Lancé à la fin de mois de novembre, Fox, deuxième album de Karim Ouellet, est venu contredire l’automne comme un faisceau de lumière et de vitamine pop. Date légèrement ingrate pour lancer un disque, alors que les critiques sont déjà en train de dresser leur palmarès… ce qui n’aura pourtant pas empêché le jeune homme de 28 ans de faire sa marque. Preuve ultime : la chanson « L’amour » a trôné au sommet du grand palmarès BDS francophone, devant Marie-Mai, Sylvain Cossette et autres Céline Dion.

Dans le milieu, on parle déjà d’un « cross over ». De CISM à CKOI, NRJ et Rythme FM, il y a un vaste fossé… que Karim, sacré révélation 2012-2013 de Radio-Canada, a franchi d’un élégant pas de danse. « Décider de ce qui est commercial ou pas n’est pas intéressant pour moi. La vraie question à mes yeux, c’est : qu’est-ce qui est bon et qu’est-ce qui ne l’est pas? La musique est faite pour rendre les gens heureux et si ma chanson fait du bien à des auditeurs, peu m’importe que ce soit sur les ondes de CKOI ou de CIBL, ça demeure la même chanson. Il y a probablement des gens qui se tanneront de l’entendre ou ne l’aimeront pas, mais hé! “L’amour” est rentrée partout! Cette chanson, on lui a donné une chance d’être entendue. »

○ ○ ○ ○ ○

CONSIGNE
Résumez en deux phrases, s'il vous plaît, l'article sur l'album Fox de Karim Ouellet. Les enregistrements ne jouent ici aucun rôle.

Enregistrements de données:
○ ○ ○ ○ ○

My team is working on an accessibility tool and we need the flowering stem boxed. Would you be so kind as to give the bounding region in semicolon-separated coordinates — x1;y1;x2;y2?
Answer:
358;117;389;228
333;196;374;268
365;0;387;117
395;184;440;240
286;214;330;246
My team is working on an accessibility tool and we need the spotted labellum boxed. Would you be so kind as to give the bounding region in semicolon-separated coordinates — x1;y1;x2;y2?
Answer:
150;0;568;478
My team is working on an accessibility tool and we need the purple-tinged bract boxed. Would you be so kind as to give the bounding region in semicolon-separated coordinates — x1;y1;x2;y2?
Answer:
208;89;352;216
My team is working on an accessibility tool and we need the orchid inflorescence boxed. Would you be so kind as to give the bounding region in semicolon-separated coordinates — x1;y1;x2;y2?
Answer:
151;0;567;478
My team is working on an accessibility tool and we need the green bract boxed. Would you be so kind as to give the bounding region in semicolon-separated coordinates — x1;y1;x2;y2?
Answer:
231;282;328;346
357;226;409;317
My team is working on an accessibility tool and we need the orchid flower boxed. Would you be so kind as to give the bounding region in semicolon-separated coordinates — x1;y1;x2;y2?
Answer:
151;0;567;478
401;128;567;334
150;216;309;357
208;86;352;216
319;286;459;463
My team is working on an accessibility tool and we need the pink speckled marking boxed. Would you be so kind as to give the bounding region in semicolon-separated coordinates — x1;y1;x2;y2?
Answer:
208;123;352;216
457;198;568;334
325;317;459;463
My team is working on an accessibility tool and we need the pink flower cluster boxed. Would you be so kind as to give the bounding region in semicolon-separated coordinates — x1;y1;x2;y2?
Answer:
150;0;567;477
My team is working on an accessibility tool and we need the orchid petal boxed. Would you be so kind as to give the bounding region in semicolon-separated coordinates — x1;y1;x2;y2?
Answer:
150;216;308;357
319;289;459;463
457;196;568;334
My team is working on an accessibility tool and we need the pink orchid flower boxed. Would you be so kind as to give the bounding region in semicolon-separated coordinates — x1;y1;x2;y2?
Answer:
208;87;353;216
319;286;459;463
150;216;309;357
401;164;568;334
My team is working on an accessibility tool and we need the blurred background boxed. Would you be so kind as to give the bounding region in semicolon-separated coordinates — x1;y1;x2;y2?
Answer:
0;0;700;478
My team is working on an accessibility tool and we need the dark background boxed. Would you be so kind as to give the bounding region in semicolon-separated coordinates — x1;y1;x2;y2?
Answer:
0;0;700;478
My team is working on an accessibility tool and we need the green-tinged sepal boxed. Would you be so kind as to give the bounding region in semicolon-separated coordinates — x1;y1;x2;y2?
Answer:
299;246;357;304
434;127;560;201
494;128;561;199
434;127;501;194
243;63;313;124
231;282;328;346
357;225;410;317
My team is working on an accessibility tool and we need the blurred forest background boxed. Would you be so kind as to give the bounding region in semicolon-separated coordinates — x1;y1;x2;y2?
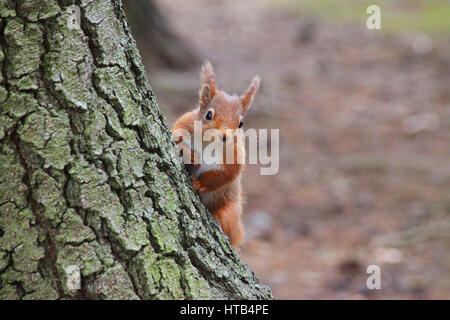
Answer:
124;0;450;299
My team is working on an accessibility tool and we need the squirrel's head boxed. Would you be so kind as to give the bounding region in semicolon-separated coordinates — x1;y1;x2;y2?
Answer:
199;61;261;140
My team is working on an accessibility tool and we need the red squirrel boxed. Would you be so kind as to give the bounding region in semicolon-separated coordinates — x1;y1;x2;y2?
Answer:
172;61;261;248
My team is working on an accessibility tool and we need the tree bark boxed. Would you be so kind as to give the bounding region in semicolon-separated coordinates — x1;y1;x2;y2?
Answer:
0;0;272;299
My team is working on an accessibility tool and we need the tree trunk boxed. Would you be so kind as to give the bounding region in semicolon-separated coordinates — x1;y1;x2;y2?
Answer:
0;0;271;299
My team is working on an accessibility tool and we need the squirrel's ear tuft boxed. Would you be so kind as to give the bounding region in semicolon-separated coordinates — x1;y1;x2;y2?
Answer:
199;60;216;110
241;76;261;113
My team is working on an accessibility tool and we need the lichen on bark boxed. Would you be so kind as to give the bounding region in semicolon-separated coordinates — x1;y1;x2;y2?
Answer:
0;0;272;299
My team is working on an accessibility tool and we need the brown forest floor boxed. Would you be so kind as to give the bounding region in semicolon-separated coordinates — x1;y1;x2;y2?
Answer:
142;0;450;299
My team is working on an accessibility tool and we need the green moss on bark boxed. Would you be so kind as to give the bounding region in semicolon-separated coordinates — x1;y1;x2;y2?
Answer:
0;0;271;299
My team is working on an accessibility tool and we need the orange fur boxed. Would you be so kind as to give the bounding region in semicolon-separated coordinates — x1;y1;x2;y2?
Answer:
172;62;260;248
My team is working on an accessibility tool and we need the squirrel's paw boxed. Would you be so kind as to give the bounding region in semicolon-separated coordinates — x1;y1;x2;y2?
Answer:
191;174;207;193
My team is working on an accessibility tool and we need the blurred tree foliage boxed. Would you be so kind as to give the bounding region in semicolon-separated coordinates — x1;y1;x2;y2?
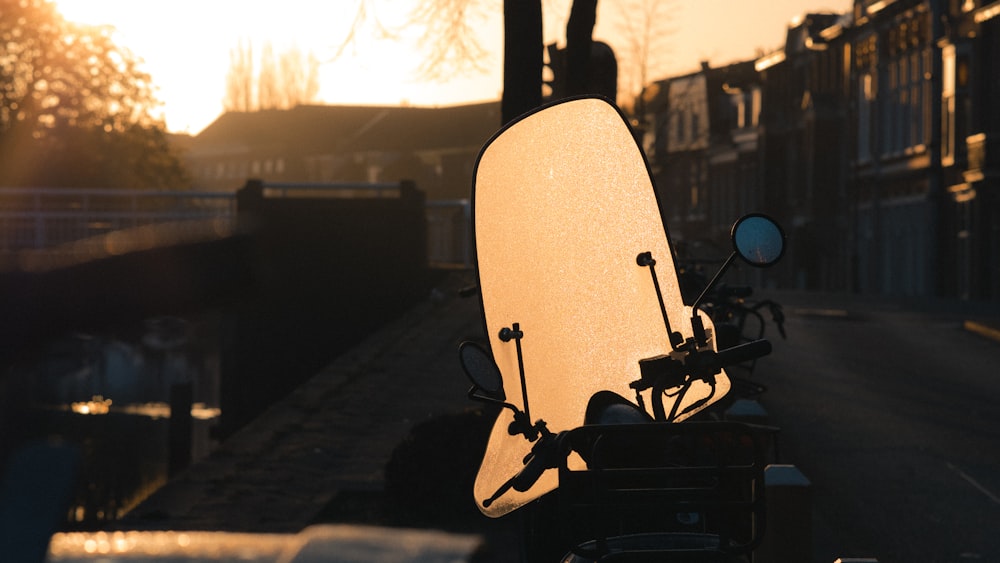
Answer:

○ ○ ○ ○ ○

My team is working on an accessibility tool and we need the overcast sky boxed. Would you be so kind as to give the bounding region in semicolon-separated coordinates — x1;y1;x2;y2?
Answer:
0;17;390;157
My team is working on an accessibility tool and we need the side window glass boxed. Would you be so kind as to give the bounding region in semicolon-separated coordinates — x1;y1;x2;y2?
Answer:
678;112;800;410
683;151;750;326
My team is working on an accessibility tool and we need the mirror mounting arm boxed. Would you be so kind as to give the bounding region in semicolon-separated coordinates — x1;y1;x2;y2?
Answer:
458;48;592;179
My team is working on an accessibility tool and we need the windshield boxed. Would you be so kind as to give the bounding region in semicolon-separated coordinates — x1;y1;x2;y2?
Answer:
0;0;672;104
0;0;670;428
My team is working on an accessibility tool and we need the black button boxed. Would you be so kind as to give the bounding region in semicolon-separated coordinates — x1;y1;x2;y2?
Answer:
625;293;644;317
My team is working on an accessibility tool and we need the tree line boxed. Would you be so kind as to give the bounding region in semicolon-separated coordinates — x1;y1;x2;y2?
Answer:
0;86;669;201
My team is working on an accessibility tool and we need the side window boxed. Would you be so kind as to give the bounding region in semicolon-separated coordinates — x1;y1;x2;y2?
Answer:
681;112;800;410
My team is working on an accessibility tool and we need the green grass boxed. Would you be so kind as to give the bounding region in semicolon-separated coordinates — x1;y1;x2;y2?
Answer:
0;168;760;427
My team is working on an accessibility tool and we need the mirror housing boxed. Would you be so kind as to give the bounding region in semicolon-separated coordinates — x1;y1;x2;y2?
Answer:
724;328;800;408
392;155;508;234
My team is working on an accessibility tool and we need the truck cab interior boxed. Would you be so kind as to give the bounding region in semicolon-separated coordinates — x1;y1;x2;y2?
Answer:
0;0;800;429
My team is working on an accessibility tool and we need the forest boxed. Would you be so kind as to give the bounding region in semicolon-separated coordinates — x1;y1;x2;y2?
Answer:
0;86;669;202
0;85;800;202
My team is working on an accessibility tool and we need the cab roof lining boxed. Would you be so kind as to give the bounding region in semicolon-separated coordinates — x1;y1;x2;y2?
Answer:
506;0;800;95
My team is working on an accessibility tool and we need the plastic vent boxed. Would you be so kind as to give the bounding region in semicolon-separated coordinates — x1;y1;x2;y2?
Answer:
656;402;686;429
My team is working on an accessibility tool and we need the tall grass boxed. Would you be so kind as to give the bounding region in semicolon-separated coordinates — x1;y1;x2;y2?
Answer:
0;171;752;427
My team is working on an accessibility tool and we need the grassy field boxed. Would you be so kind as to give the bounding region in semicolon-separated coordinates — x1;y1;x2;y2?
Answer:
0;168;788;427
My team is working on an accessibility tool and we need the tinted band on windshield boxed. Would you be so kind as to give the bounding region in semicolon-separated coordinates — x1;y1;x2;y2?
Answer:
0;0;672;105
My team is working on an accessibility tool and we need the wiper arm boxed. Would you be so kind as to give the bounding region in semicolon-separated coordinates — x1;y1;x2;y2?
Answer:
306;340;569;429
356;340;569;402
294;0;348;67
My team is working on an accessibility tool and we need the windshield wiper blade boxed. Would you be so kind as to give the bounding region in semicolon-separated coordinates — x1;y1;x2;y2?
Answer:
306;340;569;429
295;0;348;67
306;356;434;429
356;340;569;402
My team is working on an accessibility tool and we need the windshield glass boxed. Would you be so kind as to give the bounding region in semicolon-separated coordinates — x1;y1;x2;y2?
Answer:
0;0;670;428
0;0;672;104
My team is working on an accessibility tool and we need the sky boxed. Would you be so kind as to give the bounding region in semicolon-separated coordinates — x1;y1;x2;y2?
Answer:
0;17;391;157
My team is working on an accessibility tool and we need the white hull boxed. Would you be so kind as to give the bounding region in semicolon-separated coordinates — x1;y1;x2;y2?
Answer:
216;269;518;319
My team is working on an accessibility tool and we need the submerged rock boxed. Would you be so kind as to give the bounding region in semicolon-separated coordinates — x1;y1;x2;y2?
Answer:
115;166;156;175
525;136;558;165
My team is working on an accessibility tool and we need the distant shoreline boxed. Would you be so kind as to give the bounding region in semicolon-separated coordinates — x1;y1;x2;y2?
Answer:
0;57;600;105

○ ○ ○ ○ ○

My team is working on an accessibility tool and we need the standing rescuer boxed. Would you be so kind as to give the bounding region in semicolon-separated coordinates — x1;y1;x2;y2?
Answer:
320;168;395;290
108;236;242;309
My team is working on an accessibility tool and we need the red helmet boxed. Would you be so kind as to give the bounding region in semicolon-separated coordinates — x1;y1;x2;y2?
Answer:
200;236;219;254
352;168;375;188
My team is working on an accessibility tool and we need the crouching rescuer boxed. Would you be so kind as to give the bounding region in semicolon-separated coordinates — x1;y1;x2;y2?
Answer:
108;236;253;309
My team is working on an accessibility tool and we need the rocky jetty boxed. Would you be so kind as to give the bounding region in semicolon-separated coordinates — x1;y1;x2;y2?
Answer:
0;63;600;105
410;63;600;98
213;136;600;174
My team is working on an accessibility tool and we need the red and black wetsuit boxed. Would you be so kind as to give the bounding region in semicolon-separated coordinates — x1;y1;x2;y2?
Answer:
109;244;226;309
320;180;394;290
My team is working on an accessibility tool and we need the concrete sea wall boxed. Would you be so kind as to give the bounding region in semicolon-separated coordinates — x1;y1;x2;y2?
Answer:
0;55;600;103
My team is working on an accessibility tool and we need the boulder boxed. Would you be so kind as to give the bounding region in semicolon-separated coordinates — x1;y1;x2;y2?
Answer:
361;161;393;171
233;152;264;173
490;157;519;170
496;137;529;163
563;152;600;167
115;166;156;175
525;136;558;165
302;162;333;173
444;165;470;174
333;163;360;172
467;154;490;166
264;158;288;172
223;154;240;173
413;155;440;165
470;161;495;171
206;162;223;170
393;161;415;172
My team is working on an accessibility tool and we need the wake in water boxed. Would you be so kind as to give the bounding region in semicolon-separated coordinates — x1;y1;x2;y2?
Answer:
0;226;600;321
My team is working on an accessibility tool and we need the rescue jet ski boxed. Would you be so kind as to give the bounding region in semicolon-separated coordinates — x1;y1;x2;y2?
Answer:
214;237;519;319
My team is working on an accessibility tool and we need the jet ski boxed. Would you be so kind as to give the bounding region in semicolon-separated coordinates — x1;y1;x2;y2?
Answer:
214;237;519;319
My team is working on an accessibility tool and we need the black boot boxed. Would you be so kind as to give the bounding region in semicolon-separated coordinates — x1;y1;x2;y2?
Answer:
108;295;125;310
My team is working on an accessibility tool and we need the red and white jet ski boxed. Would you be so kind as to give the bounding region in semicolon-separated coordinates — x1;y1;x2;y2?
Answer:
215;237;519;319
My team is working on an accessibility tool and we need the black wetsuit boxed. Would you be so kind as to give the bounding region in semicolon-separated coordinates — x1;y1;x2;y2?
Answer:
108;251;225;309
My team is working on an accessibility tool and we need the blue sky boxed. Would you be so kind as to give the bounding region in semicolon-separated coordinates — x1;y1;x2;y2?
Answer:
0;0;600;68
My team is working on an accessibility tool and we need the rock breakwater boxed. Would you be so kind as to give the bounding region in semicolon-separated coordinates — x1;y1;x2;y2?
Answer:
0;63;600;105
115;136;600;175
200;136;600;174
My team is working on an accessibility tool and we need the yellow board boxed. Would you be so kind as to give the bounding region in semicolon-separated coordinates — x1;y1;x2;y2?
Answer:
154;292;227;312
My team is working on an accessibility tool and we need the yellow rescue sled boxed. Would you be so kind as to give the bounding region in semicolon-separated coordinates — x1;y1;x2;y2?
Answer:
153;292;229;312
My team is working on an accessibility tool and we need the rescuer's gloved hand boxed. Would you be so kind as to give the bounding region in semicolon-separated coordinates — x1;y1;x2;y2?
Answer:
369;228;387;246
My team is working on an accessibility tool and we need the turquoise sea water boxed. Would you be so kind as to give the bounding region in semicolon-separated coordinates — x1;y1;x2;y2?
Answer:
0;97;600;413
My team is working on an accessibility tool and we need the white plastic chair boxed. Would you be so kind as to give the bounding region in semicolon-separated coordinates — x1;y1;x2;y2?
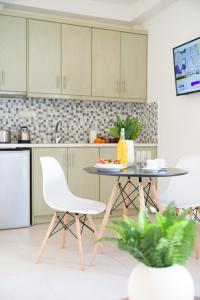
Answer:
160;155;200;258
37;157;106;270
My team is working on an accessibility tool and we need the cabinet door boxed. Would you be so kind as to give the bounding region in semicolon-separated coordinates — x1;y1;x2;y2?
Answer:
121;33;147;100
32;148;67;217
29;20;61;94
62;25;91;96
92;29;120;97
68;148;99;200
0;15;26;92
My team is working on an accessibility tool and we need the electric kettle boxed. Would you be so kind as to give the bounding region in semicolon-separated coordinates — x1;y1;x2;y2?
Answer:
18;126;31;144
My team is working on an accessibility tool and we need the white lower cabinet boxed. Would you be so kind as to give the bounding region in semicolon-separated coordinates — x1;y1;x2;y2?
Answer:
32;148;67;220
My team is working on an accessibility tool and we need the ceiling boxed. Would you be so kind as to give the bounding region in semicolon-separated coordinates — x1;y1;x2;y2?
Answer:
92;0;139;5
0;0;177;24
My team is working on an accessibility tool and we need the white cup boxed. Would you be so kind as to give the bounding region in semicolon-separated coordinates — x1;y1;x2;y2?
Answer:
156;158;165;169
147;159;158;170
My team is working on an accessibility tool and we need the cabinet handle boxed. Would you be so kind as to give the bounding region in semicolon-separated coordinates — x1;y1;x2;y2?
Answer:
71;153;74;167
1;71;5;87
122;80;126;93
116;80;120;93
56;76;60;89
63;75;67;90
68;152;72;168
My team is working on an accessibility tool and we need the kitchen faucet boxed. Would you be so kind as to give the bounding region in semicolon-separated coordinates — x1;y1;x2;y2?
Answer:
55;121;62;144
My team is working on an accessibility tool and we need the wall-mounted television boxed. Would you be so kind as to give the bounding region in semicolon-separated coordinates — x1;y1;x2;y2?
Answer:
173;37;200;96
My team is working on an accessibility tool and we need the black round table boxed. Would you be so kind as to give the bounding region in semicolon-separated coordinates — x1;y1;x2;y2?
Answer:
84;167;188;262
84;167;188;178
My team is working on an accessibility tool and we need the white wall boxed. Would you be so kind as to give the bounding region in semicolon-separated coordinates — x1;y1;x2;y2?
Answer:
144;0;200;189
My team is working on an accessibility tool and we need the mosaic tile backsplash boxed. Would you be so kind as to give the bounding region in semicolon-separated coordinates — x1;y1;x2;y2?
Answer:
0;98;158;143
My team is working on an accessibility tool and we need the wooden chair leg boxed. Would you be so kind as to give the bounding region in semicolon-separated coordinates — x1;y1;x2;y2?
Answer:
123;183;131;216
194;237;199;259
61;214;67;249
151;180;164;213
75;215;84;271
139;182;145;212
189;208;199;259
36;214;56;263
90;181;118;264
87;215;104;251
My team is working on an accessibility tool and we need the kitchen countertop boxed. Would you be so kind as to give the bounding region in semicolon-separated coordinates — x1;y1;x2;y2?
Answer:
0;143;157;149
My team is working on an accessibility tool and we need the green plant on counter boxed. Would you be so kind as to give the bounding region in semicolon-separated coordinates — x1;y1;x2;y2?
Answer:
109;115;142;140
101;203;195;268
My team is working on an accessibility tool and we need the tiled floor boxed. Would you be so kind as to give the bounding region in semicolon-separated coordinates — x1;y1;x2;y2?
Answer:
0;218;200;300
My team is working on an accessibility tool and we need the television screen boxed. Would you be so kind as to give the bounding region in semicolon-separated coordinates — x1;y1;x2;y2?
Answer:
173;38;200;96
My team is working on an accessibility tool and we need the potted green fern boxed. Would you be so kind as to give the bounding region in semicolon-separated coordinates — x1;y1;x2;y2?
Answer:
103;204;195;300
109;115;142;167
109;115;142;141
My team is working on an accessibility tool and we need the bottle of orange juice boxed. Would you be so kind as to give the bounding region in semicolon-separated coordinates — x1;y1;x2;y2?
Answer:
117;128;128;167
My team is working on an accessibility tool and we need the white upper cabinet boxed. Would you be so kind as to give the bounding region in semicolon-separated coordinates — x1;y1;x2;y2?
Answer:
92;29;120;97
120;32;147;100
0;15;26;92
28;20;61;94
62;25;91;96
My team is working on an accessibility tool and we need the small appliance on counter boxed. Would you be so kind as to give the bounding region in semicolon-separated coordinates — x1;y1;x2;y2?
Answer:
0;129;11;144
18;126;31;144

○ ○ ○ ○ ○

RÉPONSE RÉDIGÉE
Lancé à la fin novembre, Fox, deuxième album de Karim Ouellet, lui a permis de faire sa marque malgré une date de sortie ingrate, puisque sa chanson « L'amour » a atteint le sommet du palmarès BDS francophone devant Marie-Mai, Sylvain Cossette et Céline Dion. Sacré révélation 2012-2013 de Radio-Canada et diffusé aussi bien sur CISM que sur CKOI, NRJ et Rythme FM, l'artiste affirme que seule compte la qualité d'une chanson, et non son caractère commercial ni la station qui la fait entendre.